▶ [Brief] Count the lines of data below that include "church". Provide only the number.

▶ [Source material]
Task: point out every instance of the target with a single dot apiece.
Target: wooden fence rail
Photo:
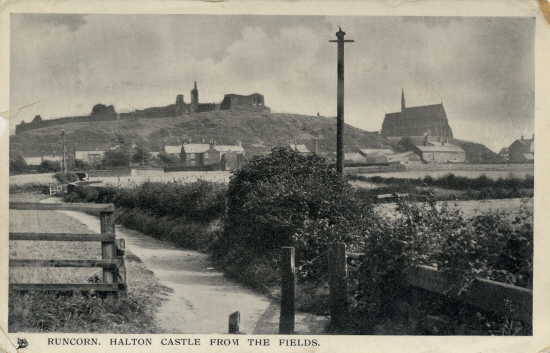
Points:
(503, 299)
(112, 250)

--

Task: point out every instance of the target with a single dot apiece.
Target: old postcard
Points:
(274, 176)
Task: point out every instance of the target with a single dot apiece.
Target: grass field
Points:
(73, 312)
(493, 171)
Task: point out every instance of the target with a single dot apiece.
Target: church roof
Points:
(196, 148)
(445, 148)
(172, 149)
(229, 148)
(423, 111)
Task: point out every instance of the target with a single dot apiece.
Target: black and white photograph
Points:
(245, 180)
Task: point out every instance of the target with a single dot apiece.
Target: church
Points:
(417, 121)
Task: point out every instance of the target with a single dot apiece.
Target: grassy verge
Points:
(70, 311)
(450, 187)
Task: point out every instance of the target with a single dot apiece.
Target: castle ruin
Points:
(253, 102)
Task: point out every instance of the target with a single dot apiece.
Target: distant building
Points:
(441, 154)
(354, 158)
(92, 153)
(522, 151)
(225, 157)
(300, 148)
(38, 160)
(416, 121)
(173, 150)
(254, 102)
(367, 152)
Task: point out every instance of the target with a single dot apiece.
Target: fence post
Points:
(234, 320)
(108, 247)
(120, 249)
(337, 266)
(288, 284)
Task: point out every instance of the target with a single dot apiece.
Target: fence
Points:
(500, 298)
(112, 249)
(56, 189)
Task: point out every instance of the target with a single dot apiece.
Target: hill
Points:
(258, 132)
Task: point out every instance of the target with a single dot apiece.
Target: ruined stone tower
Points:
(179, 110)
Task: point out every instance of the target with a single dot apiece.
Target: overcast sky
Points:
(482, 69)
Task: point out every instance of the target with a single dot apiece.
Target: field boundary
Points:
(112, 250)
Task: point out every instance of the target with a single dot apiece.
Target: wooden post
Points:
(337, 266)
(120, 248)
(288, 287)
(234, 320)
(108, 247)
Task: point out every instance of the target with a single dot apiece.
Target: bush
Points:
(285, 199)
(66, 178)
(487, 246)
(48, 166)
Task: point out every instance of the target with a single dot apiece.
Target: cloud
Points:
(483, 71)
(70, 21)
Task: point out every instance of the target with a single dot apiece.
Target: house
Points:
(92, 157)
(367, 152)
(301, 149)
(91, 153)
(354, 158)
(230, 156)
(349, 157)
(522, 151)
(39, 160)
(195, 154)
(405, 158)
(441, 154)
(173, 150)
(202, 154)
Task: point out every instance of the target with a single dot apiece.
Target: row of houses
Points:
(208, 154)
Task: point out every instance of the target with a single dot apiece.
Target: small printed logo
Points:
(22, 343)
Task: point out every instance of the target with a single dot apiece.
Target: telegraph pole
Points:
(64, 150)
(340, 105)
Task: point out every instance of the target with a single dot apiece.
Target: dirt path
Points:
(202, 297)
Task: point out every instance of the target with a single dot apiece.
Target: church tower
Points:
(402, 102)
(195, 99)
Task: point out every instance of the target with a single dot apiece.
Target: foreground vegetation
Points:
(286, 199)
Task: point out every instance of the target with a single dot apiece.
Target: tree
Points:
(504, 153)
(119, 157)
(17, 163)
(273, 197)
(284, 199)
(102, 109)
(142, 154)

* * *

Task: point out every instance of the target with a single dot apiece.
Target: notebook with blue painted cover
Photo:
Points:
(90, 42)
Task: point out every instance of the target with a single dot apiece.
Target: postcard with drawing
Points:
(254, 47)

▶ [Response to this task] 3